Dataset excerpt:
/---

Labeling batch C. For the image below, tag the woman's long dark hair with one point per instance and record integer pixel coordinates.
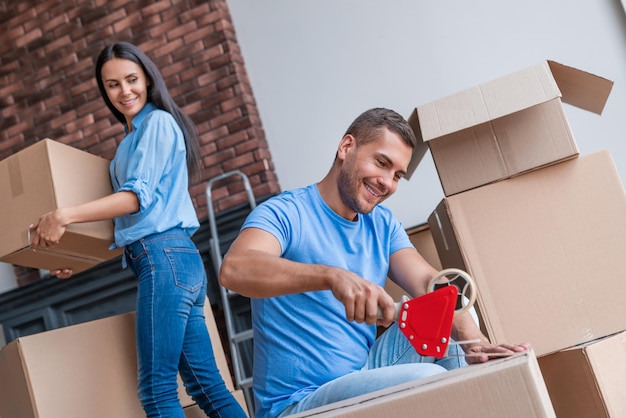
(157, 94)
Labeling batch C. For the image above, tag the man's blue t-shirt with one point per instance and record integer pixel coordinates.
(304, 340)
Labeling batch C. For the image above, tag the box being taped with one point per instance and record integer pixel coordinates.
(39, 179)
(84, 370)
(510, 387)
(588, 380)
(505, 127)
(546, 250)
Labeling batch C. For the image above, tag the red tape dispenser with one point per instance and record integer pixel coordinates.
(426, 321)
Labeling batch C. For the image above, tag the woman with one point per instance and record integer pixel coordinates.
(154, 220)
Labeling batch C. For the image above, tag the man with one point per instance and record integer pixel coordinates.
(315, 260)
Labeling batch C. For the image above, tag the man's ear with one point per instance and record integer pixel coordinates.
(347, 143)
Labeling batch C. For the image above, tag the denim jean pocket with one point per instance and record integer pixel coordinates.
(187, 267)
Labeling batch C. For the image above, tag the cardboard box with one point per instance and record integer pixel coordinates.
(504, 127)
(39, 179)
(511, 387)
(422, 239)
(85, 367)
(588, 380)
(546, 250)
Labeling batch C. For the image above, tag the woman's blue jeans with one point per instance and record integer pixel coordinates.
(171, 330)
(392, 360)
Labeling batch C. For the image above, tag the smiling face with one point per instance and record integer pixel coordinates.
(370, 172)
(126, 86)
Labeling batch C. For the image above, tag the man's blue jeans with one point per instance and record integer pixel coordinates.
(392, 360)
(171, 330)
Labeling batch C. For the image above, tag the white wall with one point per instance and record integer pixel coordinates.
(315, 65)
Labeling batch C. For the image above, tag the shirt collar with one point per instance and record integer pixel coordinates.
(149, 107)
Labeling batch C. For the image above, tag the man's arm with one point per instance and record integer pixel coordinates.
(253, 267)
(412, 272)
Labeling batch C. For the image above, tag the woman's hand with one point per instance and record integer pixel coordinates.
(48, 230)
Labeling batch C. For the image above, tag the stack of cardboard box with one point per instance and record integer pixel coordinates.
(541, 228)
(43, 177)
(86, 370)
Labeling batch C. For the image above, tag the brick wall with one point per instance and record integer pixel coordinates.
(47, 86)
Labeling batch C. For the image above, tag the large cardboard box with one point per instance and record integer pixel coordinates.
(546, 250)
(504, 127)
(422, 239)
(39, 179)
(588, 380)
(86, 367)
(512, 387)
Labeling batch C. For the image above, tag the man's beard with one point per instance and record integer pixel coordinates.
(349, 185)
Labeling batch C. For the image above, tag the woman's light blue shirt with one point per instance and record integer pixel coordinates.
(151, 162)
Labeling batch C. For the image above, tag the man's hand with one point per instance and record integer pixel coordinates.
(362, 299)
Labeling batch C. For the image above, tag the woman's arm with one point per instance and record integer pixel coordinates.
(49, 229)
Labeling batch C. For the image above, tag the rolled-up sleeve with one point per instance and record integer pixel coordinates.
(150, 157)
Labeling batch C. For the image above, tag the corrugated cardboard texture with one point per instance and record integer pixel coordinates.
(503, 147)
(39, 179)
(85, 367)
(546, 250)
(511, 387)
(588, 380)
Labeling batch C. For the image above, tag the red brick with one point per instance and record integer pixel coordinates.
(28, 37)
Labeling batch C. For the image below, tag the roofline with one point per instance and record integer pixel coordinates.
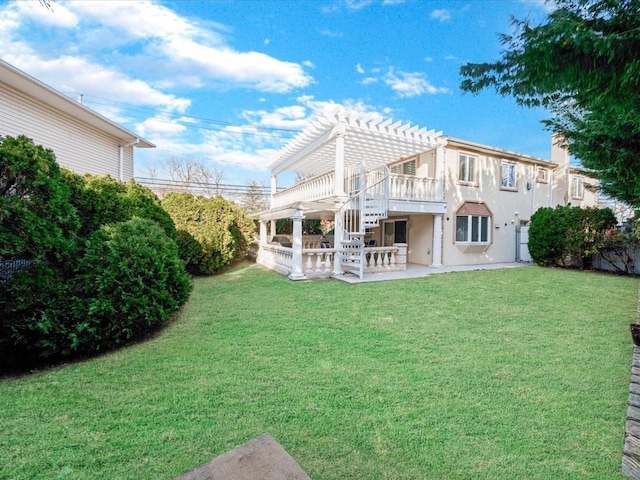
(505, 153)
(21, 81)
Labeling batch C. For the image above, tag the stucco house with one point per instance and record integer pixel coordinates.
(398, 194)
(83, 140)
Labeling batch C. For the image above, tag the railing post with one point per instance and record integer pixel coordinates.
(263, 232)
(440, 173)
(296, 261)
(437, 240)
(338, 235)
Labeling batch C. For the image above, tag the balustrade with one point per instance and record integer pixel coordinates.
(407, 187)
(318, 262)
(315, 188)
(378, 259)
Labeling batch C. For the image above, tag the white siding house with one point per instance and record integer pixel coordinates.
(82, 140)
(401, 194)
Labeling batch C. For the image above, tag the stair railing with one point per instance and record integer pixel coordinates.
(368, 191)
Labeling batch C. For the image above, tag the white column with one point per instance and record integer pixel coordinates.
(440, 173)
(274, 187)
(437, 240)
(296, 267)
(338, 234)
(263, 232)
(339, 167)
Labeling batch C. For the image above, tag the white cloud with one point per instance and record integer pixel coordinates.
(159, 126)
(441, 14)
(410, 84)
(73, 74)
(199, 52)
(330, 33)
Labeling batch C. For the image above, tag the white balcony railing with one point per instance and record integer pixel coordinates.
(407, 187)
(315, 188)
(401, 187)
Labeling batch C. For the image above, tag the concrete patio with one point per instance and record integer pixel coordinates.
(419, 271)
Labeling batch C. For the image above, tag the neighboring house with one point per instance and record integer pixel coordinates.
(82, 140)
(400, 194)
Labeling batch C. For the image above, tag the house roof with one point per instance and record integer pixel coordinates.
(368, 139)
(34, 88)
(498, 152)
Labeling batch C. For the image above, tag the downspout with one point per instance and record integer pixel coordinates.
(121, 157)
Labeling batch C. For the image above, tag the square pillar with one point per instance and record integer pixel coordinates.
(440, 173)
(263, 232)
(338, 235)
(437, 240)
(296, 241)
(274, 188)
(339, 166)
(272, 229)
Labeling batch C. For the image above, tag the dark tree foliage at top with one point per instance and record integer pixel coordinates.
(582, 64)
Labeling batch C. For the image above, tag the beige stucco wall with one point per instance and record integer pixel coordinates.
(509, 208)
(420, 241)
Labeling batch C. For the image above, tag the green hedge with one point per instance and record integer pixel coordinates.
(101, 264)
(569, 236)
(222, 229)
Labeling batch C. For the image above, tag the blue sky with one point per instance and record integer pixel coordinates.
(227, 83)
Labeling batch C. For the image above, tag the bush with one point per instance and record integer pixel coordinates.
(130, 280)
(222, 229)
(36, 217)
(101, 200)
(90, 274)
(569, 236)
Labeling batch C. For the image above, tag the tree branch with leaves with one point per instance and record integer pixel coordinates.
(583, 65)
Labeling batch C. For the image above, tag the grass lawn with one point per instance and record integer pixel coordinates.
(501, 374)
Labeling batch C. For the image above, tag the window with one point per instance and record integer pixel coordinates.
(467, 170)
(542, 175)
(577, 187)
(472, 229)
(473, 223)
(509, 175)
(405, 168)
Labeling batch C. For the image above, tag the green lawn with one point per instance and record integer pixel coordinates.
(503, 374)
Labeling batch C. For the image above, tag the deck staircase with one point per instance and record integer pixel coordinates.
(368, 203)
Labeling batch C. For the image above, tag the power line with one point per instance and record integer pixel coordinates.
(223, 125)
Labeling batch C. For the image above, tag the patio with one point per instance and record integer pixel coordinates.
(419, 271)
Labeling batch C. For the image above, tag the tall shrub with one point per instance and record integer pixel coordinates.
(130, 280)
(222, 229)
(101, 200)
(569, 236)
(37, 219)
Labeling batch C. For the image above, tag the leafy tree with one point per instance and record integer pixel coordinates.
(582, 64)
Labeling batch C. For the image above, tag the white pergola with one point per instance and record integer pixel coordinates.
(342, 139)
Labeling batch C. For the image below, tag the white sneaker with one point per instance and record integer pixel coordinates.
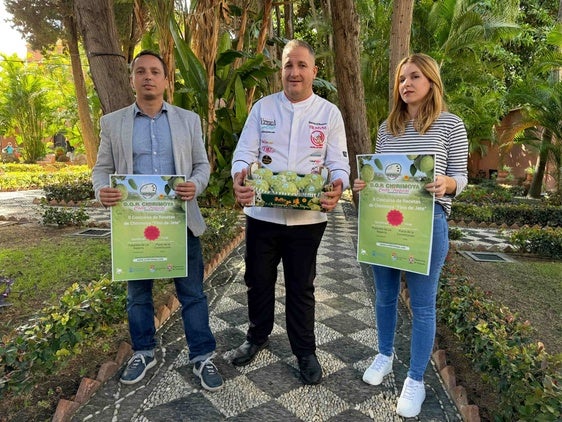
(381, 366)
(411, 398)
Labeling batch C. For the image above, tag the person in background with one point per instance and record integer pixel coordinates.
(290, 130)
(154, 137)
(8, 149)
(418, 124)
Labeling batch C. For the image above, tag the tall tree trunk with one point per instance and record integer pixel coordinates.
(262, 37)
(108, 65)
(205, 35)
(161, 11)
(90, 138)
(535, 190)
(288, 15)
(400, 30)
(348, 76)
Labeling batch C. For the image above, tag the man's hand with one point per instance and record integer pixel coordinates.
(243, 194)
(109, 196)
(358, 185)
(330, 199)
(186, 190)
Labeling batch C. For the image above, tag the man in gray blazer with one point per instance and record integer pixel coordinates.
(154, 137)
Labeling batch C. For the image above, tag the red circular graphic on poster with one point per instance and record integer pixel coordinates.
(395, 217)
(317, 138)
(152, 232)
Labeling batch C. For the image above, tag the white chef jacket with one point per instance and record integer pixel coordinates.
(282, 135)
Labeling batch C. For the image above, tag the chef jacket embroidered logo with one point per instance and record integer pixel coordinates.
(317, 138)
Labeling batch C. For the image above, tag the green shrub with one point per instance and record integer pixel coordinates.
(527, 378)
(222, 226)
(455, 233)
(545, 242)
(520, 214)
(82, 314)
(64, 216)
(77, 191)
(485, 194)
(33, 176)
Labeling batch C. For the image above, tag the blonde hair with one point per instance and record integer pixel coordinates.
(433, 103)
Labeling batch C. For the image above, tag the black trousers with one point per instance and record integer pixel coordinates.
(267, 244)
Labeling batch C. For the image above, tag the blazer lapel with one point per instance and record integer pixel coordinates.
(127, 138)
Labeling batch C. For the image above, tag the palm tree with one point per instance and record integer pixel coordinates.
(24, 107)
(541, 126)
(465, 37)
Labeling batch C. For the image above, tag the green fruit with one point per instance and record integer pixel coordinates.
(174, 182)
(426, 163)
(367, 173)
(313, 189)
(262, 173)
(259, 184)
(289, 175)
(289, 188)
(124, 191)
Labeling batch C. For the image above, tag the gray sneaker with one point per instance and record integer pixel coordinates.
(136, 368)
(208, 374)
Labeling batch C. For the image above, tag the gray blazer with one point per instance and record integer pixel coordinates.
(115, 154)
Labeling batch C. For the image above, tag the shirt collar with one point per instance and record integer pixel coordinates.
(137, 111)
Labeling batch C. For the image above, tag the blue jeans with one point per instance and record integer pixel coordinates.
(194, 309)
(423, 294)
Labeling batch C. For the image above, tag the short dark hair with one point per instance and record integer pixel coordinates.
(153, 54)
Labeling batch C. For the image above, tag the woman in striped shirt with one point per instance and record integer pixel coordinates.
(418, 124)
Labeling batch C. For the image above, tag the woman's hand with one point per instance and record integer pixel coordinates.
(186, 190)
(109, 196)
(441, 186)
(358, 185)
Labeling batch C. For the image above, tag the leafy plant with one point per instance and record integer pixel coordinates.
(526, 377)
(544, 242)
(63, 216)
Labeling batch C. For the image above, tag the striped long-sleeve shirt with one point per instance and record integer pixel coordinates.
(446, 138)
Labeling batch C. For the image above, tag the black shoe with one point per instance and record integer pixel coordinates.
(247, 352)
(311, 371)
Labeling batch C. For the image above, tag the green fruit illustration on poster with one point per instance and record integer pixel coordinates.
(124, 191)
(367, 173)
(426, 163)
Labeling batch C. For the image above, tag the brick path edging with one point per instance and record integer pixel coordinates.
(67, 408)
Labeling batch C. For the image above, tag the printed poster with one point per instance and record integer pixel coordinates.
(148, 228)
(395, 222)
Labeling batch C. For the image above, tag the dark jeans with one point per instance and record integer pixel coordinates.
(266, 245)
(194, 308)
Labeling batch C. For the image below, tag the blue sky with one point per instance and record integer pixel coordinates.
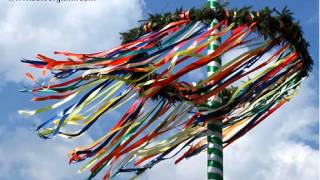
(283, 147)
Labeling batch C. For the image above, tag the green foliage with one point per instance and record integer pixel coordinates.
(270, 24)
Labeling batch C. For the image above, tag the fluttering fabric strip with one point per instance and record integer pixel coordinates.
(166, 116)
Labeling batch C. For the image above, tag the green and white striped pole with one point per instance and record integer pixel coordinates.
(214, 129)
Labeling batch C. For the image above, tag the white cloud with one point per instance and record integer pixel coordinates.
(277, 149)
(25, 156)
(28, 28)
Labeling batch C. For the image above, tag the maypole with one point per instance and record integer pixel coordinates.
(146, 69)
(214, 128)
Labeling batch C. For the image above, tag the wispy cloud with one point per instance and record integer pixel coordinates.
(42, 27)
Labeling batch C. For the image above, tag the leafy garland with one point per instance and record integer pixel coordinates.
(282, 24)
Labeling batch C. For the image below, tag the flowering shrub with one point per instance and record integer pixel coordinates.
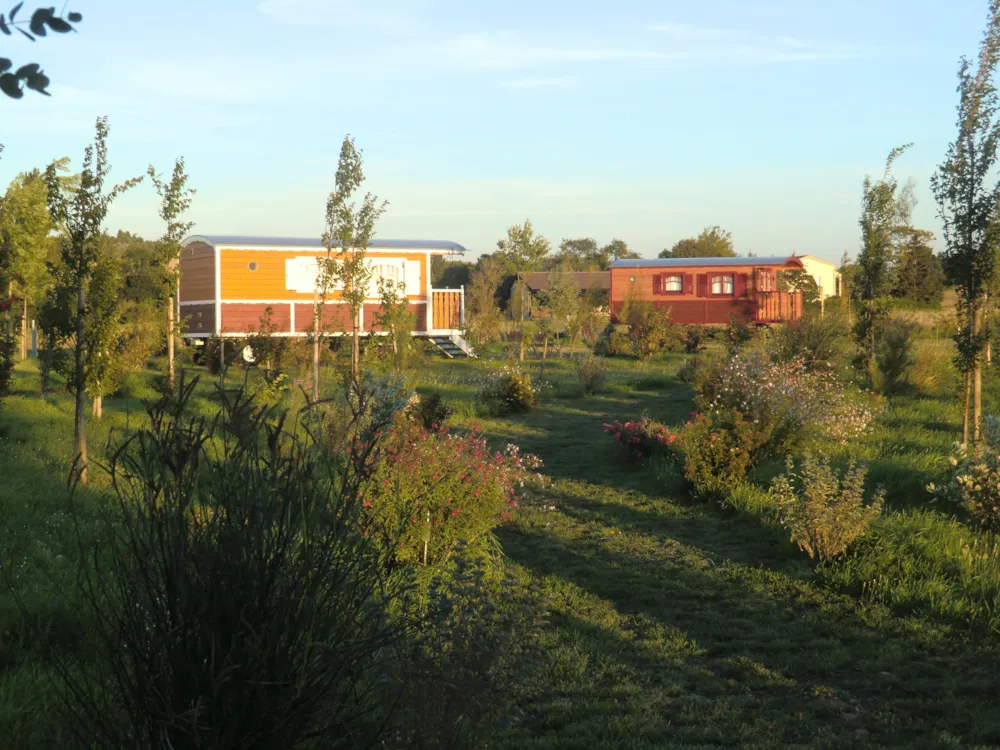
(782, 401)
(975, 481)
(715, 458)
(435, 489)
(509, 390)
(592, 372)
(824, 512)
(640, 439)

\---

Write out an exact reproduction of the lines from the line that holds "Labeling batch C. For the image above, tag the printed" to the bottom of the listing above, both ends included. Exclude pictures.

Labeling batch C. For the image above, tag the printed poster with one point per instance and record integer pixel coordinates.
(148, 228)
(395, 222)
Labeling batch C. For the image above, tag the dark jeans with one point per instance and record integer pixel coordinates.
(266, 245)
(194, 308)
Labeling batch C. For the image below, tag the blue sky with one point per instance and record integer pixel coordinates.
(283, 147)
Labeling batch C. For the image above, tag the green foliage with one point per instance and record integer pixel coordinates.
(270, 24)
Labeling batch C. For the image above, tag the fluttering fabric strip with one point per instance and record integer pixel coordinates.
(166, 116)
Labeling batch C. For the image above, tag the green and white striped pole with one point per instance and record integer pixel coordinates.
(214, 129)
Labeling batch C. For the image above, tag the white cloud with one point per instance and record integer pixel coordinates.
(277, 149)
(25, 156)
(28, 28)
Labeling batch C. For the image above, tag the maypole with one point per instance and record integer pixel coordinates.
(146, 69)
(214, 128)
Labeling batch C. For the image above, tag the wispy cloud with one point per instance and record integer pixel coordinates.
(42, 27)
Labeling batch C. For the image above, tag the leafy garland with one point per instance and record integer pixel coordinates.
(282, 24)
Labeling batch C. For the image below, tag the flowering shrub with one point per instance and record integer pixel coordinates.
(782, 401)
(975, 481)
(715, 458)
(435, 489)
(509, 390)
(592, 372)
(824, 512)
(640, 439)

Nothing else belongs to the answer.